- [Set tasks]
**a.** List the tasks Ernie handles when the writer gets home from work, according to the passage about Ernie staying home with Lily.
**b.** Write a continuation of the passage about Ernie staying home with Lily, starting after its final sentence.

I have a confession to make. Since Ernie has been home with Lily, I've become insanely and completely irrationally jealous of the closeness they have developed. Isn't that awful? Before this all happened, I was the Mommy. I was the one Lily always asked for. I was the one that fed her. I was the one that bathed her and did her hair and cuddled with her. I was the one she came to when she was hurt, or upset or just needing a hug. And the truly awful thing is that during this time I would complain, if only in my head, that Ernie just sat back and let me do the lion's share. I would think that it would be nice if he offered to take over more and let me relax or enjoy some alone time.

So now I have my wish. Ernie is home with Lily all day and knows what it takes to take care of her. He now realizes why I was so exhausted that I fell into bed shortly after Lily. When I get home from work, he takes care of dinner and bathtime and bedtime so that I can spend some time writing and make my deadline. So I now have all the "alone" time and "me" time that I could possibly want. But here's the rub, I don't necessarily want it anymore. I sit down to work on my book and hear Ernie and Lily giggling in the other room and I want to be a part of it.

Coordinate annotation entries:
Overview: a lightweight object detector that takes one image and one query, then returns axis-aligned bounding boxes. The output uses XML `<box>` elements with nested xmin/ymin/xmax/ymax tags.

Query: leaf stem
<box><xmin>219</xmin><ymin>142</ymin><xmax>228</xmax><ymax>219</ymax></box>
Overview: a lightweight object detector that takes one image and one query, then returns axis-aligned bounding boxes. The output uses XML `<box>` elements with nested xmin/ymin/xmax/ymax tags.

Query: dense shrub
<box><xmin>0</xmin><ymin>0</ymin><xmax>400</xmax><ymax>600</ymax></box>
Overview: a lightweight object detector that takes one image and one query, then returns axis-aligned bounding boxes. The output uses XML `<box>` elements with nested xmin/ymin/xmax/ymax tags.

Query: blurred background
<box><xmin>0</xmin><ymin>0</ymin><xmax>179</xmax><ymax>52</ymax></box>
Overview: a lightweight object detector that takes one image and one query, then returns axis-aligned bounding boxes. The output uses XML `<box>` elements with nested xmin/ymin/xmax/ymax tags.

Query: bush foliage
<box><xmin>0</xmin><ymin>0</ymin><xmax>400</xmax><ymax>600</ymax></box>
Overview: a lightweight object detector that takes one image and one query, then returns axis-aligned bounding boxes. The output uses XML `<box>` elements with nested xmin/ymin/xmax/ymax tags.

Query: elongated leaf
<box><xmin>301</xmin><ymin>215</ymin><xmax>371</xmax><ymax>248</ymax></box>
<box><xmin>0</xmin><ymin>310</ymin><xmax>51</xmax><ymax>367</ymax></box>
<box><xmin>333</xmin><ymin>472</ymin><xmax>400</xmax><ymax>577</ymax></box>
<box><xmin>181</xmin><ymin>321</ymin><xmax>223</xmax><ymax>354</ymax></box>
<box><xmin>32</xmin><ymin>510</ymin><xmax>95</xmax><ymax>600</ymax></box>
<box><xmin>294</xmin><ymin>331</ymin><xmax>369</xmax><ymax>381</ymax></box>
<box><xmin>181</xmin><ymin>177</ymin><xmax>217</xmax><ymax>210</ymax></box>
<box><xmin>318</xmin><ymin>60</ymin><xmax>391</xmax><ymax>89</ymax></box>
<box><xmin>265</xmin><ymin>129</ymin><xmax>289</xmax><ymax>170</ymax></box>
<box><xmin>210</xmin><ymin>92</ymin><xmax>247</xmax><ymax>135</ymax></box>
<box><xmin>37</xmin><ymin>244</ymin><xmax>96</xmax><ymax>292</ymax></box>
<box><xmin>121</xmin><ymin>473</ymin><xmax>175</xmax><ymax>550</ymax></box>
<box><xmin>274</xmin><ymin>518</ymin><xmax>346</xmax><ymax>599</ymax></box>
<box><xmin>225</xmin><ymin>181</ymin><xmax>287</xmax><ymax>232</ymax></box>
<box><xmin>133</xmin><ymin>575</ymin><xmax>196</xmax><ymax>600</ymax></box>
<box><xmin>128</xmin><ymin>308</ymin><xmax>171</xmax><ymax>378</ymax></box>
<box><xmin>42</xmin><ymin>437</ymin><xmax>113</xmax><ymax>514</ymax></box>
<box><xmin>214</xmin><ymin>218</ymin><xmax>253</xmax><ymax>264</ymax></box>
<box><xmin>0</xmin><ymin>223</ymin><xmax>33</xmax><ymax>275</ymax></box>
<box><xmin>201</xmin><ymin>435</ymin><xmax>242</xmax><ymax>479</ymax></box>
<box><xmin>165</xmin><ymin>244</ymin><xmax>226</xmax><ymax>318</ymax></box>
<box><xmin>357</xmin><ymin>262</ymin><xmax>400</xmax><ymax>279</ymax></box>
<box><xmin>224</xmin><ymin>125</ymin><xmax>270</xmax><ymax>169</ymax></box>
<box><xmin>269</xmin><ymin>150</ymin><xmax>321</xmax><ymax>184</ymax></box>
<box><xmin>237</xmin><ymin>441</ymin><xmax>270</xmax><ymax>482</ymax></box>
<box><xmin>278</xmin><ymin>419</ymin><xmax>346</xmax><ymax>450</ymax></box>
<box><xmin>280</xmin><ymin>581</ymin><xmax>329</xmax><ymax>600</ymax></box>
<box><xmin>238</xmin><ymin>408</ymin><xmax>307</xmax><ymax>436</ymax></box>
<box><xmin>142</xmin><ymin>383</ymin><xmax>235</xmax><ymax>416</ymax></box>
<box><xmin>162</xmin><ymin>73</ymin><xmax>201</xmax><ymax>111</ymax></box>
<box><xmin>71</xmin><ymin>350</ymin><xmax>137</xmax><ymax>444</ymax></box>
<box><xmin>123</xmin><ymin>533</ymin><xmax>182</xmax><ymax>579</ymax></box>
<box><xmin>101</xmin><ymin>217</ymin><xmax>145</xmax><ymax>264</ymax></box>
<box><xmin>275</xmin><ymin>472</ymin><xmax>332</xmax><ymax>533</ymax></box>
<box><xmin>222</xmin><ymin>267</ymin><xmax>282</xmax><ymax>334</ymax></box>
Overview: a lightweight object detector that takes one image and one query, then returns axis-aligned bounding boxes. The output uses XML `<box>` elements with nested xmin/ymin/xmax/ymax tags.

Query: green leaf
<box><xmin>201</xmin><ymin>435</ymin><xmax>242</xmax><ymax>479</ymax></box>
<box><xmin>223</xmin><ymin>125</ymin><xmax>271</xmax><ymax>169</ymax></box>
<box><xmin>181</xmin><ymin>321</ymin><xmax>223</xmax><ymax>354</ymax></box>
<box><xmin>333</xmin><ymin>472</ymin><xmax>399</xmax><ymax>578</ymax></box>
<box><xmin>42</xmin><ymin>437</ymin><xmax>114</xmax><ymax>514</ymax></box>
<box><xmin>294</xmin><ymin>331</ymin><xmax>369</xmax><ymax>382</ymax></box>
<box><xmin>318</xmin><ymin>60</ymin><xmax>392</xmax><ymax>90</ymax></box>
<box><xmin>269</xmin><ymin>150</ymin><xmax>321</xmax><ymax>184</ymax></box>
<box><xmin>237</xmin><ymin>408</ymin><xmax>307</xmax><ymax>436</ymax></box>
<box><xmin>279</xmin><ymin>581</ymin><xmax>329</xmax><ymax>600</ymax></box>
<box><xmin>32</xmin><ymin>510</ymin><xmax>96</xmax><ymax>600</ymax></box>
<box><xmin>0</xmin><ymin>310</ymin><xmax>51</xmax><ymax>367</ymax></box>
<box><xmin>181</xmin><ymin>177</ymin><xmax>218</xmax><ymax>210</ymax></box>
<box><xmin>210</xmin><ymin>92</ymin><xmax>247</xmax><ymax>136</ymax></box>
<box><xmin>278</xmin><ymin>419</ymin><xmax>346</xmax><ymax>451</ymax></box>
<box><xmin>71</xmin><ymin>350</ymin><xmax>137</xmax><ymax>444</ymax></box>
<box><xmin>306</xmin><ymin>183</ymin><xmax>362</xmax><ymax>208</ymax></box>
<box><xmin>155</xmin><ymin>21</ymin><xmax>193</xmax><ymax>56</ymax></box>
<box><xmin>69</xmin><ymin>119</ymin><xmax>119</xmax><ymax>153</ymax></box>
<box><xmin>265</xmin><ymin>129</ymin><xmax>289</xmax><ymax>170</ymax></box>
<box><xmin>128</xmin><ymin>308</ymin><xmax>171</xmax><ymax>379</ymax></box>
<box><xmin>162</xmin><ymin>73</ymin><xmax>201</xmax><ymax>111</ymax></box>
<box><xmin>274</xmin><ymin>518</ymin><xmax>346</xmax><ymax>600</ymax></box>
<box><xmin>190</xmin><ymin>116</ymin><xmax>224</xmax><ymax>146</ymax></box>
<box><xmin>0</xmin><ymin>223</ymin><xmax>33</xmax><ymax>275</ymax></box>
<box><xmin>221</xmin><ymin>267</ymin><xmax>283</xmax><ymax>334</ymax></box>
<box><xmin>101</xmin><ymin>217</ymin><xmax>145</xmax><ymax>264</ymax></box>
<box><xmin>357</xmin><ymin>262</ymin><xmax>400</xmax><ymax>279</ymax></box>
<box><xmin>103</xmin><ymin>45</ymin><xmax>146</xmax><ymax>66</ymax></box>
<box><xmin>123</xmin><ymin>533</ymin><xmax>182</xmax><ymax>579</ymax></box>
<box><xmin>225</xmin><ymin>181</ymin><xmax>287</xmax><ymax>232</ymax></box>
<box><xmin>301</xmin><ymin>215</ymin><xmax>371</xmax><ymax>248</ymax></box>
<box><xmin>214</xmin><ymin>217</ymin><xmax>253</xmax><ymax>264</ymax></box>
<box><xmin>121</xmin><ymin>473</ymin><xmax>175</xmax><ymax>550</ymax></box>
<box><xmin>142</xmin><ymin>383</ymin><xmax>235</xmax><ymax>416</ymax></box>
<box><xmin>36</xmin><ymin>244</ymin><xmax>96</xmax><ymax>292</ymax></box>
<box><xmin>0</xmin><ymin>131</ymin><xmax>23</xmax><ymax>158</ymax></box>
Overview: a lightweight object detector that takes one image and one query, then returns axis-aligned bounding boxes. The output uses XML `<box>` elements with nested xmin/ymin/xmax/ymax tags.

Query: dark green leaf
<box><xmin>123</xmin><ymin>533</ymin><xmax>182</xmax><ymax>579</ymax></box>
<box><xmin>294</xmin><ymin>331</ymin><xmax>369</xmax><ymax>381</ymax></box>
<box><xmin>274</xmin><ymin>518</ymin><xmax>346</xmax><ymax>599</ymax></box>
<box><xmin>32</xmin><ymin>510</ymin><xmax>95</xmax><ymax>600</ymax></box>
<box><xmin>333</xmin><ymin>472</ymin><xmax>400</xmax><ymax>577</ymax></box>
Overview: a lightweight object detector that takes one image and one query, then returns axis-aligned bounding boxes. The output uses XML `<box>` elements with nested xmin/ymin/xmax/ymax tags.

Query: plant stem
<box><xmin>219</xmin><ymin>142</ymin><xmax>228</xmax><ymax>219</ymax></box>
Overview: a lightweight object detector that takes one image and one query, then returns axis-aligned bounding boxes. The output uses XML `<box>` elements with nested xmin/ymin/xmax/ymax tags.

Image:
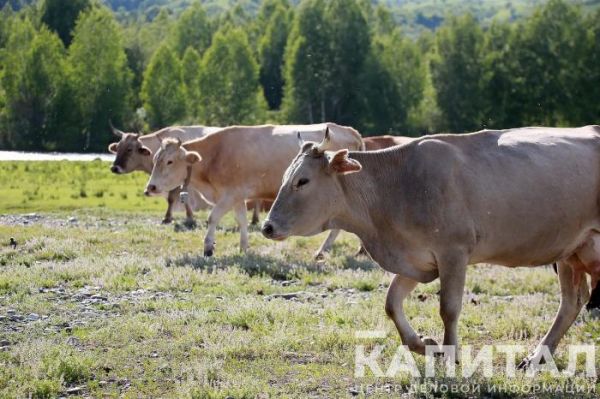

- [Answers below]
**a.** Dinner, bathtime, and bedtime.

**b.**
It has been a lesson to me that I need to be careful what I wish for. Because, you see, now Lily asks for her Daddy if she's upset. Don't get me wrong, I get my fair share of attention. But now it's split between me and Ernie. Which means I don't get as many kisses and cuddles. And I've discovered that I'm somewhat selfish when it comes to Lily's kisses and cuddles. I want them all. I keep telling myself that her relationship with her Daddy is so important and I am so lucky to have someone who takes the time to develop that and gives her plenty of love and attention. And it's true. But still, I feel jealous every time she asks for him and not me. I know, completely irrational. But you know what? That's my prerogative as a woman!

6 comments:

Steve and Cyndi said...

I TOTALLY get this 100%! I was in the exact same boat when I was home with Shelby all day and Steve worked all day. Shelby came to me for everything. Then Steve lost his job and I had all the ME time I wanted and Shelby loved her daddy so much and it made me jealous!
However, now things have balanced out. Shelby still loves her daddy oh so much, but I am still the MOM! I still get the kisses first, but she always has enough to share with her dad!
I promise you'll get your position back with Lily!

Shelly said...

I do visit your blog I have just been under the weather for the last week and a half Kayli gave me her cold and on top of my pregnancy this cold has been really annoying but on a good note I have not been to sick because I have not been able to smell much. Lily is so cute I love her hula outfit she has such long pretty hair what a sweetie give her a kiss for me.

Shelly said...

Ernie your a great daddy!You and Ernie both are such wonderful parents i love reading about all of your fun adventures.

Amy said...

Sometimes it seems like being a mommy is all about guilt! Try to just enjoy each moment! You're a great mom.

The Kooky Queen--Rachel said...

I can totally understand your feelings! Especially if you're having a hard time being with her as much lately, it's not irrational AT ALL!!! My situation has been the opposite though because BOTH of our girls are such daddy's girls and truthfully, it's such a relief!!! Since I'm home with them all day, I'm so relieved that they're obsessed with him because after a full day of them, I want a little break! :)

mad white woman said...

What? Women are irrational? :)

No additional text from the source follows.